Work to do: Can you return, unchanged, the lines of the listing between the line holding "Indicate one point per instance of the beige" and the line holding "Indicate one point per instance of the small", inclusive?

Records shown:

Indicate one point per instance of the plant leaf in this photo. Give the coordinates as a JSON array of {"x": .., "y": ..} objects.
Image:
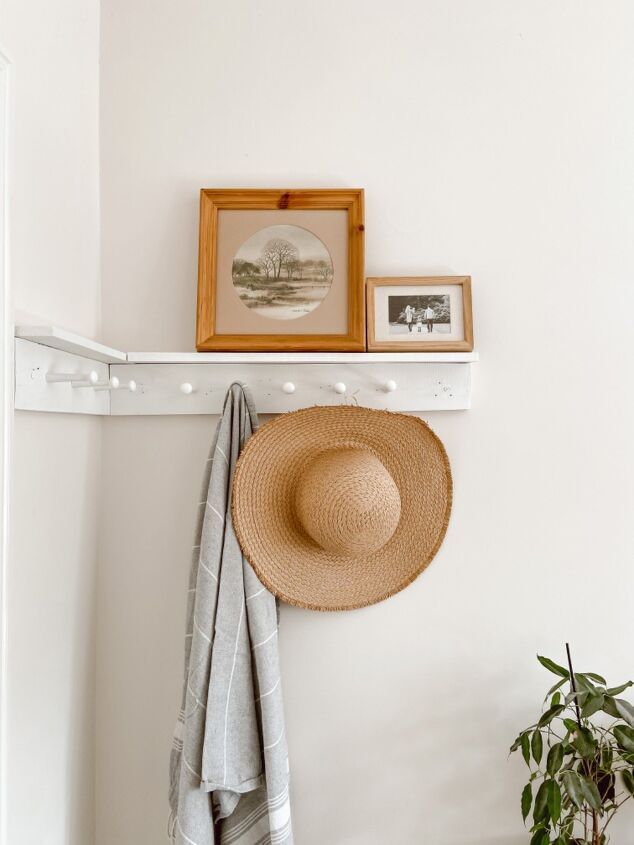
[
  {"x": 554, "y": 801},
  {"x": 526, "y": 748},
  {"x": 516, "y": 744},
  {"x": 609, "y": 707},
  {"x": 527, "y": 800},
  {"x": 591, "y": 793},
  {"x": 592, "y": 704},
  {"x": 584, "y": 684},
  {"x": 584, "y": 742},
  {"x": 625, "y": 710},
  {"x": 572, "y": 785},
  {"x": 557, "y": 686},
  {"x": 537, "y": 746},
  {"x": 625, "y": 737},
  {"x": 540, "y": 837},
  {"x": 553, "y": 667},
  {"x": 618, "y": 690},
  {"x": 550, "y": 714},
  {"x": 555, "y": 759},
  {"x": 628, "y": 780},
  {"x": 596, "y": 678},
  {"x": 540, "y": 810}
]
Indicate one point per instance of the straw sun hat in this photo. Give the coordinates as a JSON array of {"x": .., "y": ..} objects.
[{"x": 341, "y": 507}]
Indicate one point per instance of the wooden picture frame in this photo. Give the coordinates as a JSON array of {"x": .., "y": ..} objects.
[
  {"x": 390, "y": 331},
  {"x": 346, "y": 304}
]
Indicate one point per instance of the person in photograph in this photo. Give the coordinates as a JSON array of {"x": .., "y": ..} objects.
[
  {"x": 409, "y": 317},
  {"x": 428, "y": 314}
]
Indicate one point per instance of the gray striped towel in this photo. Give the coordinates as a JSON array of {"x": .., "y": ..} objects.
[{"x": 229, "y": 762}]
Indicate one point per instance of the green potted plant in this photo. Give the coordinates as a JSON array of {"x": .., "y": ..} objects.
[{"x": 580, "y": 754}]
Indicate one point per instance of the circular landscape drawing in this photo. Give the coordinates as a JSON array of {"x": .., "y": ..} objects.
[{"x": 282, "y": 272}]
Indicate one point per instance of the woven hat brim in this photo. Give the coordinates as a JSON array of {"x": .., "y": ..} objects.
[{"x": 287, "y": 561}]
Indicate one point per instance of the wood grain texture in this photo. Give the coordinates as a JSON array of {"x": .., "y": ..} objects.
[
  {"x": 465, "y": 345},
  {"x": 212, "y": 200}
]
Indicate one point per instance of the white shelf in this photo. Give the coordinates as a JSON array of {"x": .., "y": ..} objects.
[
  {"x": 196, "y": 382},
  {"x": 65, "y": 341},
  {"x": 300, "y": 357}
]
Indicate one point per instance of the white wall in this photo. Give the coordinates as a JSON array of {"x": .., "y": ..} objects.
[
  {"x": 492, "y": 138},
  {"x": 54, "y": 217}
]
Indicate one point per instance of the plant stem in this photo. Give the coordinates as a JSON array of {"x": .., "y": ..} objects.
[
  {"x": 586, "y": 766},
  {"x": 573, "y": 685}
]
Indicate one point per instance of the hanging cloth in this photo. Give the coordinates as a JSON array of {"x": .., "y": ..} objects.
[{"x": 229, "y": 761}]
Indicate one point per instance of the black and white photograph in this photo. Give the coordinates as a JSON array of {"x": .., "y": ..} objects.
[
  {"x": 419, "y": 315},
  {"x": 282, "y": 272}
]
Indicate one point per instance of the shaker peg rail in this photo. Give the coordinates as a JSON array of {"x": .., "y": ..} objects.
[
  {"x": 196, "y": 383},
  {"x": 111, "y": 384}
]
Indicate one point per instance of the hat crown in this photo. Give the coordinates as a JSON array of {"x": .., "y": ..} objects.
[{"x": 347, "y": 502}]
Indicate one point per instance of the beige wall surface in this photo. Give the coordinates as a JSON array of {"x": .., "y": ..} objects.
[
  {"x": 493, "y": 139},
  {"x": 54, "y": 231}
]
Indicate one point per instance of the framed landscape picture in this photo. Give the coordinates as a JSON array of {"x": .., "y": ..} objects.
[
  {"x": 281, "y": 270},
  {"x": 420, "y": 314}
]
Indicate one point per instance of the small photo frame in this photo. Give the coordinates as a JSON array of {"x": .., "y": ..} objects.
--
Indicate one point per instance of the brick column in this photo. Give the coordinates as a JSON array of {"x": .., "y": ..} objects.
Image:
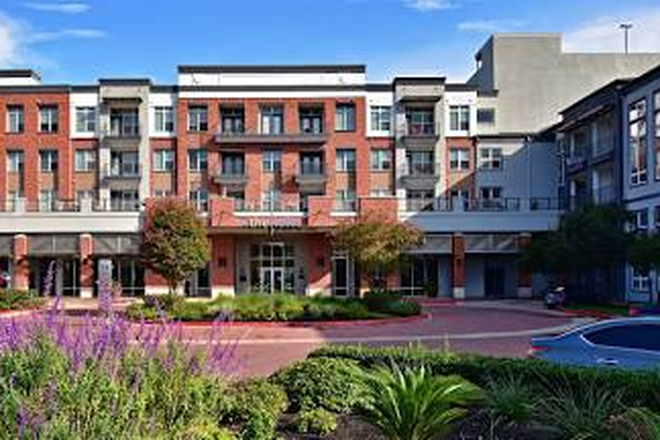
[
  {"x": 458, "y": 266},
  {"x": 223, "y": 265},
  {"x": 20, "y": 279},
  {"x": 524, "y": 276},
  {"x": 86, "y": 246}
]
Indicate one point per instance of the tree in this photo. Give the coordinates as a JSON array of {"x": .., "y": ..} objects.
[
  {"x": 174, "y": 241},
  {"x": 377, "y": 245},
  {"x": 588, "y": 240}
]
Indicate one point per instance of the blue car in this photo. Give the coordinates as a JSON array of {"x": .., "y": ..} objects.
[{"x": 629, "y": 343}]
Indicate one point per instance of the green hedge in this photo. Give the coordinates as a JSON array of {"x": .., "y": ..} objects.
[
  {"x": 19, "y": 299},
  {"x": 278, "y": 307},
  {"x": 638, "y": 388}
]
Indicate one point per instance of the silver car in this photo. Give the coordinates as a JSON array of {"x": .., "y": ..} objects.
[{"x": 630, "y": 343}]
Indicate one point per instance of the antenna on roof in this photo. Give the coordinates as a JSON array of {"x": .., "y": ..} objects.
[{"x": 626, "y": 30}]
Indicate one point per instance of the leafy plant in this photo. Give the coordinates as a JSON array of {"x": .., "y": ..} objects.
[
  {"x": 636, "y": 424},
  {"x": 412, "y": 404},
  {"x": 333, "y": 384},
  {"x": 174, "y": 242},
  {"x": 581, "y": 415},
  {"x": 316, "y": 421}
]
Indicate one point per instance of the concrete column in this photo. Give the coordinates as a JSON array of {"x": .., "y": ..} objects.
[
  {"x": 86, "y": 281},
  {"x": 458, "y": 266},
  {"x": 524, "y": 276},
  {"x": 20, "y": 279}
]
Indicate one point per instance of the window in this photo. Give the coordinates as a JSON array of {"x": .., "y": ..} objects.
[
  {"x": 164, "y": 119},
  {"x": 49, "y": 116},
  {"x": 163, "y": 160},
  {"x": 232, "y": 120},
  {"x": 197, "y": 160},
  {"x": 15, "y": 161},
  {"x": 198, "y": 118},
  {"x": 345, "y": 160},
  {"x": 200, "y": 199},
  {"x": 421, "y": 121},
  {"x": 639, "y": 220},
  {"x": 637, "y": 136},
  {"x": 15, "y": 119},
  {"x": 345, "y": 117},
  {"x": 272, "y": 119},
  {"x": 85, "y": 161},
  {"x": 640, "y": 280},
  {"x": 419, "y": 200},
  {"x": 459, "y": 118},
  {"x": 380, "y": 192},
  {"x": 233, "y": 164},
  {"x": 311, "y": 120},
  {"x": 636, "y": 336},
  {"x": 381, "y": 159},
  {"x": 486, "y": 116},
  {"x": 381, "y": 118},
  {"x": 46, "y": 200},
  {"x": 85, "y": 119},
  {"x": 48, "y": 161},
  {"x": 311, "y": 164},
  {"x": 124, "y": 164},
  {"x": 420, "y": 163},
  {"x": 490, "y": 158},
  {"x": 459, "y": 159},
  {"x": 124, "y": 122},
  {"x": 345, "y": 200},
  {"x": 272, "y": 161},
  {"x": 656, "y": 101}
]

Exercise solution:
Indicate one point per instance of the beige wall surface in this photo. Give the coordinates as a JSON array of {"x": .., "y": ..} objects.
[
  {"x": 493, "y": 139},
  {"x": 54, "y": 231}
]
Indicate one point per instance of the framed landscape picture in this photo. Give the coordinates as a JSON array of {"x": .., "y": ..} objects.
[
  {"x": 281, "y": 270},
  {"x": 420, "y": 314}
]
Indicate one point per instance of the small photo frame in this photo. Give the coordinates as a JSON array of {"x": .., "y": ..} objects.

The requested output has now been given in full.